## [WHAT TO PRODUCE]
The line holding "# label one point per instance of the chrome" and all lines that follow it to the end of the data: return these exactly, and nothing more.

(Natural language region descriptions)
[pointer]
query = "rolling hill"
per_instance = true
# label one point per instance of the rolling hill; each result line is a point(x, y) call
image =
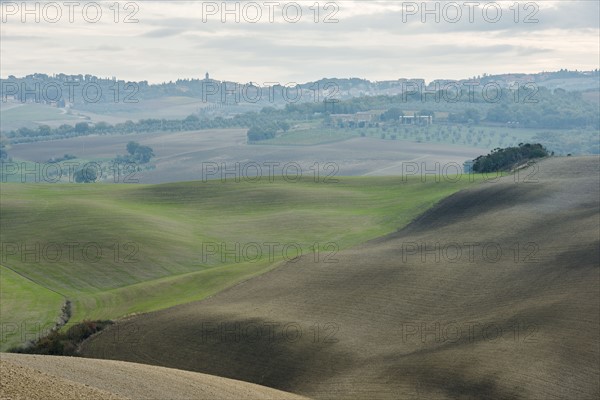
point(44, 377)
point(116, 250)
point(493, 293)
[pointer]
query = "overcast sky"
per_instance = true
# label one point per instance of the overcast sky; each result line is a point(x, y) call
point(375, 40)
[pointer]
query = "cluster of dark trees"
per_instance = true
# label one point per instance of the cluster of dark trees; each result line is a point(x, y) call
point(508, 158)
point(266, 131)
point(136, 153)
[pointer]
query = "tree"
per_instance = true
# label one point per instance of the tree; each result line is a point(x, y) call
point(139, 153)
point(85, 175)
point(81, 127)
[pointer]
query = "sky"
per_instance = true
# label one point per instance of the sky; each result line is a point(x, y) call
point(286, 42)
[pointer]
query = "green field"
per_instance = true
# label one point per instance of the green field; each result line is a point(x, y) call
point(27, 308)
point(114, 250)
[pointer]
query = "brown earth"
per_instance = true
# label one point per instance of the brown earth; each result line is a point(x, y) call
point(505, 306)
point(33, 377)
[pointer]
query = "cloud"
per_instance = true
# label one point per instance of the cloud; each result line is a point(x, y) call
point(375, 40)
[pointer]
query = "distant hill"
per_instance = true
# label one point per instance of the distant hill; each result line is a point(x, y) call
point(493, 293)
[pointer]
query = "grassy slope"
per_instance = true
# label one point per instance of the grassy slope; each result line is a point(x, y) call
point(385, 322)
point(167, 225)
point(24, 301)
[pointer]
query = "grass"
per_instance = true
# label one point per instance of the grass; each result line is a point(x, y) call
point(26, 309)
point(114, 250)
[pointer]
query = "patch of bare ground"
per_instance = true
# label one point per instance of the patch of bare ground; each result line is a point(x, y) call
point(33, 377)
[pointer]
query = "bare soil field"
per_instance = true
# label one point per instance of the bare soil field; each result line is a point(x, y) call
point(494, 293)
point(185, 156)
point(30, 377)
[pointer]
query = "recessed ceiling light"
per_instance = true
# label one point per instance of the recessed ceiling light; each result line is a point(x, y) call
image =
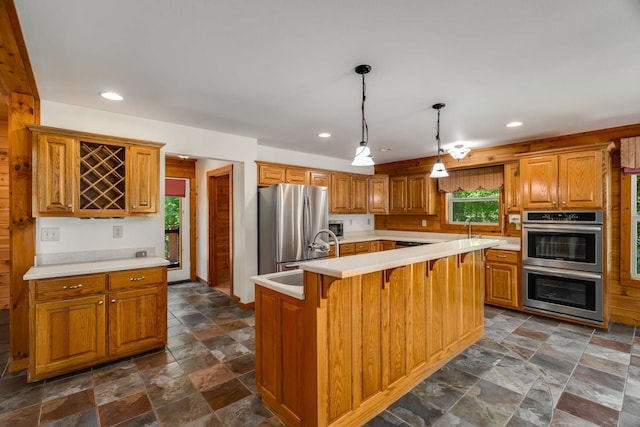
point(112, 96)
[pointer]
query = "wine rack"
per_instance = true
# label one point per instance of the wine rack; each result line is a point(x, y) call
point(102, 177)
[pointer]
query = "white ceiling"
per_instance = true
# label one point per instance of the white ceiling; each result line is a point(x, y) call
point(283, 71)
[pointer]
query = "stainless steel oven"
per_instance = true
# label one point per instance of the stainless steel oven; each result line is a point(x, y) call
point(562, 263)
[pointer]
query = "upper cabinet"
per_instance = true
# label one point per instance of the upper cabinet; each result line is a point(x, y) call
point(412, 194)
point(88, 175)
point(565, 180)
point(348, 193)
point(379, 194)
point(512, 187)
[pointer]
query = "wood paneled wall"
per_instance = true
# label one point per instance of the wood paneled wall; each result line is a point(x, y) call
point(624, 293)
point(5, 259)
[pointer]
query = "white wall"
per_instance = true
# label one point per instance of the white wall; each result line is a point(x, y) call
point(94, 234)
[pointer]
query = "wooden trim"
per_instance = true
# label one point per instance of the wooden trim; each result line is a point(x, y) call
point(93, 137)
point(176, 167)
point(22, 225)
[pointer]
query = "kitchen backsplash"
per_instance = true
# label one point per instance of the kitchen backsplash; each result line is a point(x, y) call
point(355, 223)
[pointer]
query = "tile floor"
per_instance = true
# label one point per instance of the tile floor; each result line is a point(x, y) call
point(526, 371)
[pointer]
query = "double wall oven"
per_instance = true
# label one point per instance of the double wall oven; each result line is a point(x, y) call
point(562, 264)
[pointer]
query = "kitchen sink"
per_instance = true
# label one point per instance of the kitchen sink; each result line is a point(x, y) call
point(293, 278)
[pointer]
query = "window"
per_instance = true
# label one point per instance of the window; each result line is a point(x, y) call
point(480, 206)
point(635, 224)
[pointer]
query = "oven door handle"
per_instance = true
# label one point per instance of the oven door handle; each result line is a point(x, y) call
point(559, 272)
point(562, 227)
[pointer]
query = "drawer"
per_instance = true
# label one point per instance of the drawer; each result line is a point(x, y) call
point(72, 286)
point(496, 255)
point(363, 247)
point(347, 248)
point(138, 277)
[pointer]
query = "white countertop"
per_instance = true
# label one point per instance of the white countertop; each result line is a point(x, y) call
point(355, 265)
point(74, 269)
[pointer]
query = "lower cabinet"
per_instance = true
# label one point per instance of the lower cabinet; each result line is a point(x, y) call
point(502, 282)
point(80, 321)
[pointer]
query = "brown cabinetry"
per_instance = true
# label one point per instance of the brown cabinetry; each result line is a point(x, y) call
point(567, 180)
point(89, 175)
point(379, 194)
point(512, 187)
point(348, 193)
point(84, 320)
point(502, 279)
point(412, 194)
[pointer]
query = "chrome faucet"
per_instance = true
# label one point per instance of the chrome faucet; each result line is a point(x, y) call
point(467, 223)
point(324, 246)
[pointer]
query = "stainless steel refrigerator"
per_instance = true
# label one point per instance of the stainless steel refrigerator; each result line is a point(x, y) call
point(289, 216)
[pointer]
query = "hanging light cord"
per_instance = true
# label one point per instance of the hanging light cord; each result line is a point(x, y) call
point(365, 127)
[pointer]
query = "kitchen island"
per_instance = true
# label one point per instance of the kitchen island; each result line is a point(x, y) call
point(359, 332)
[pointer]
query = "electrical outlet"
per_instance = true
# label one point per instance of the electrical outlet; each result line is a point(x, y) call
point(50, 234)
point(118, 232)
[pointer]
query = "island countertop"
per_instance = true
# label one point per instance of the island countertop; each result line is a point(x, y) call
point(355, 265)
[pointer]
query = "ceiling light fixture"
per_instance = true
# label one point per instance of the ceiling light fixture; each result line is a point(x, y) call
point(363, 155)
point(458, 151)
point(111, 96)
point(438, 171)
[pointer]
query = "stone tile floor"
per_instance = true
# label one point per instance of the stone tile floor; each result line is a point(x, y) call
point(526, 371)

## [TASK SOLUTION]
# label one point per instance of the chrome faucet; each result line is a point(x, y) call
point(467, 223)
point(324, 246)
[pointer]
query = "stainless steel refrigerator"
per_instance = true
# label one point per instance of the stainless steel refrigerator; each result line is a point(x, y) call
point(289, 216)
[pointer]
query = "hanging light cord"
per_instance = true
# label one point per instance of the hanging light cord; each result line is a point(x, y) call
point(365, 127)
[pointer]
query = "kitchen island"
per_instance = true
# label one point per instance of the kitchen island; each result line is a point(x, y) call
point(359, 332)
[pointer]
query = "electrical outlet"
per_instance = true
# label one point per instance of the electrical outlet; each result line is a point(x, y) call
point(50, 234)
point(118, 232)
[pointer]
query = "island countertop"
per_instance = true
# label one point per instance of the island countertop; each result line is a point(x, y) call
point(355, 265)
[pointer]
query = "ceiling light fixture"
per_instance = true
# label one point per instance of the ceiling light fixture; each result line is a point(x, y) call
point(363, 155)
point(458, 151)
point(111, 96)
point(438, 171)
[pointer]
query = "stone tile floor"
per_instance = true
# label one point per instance of the stone tile floor; each result line is a point(x, y) call
point(526, 371)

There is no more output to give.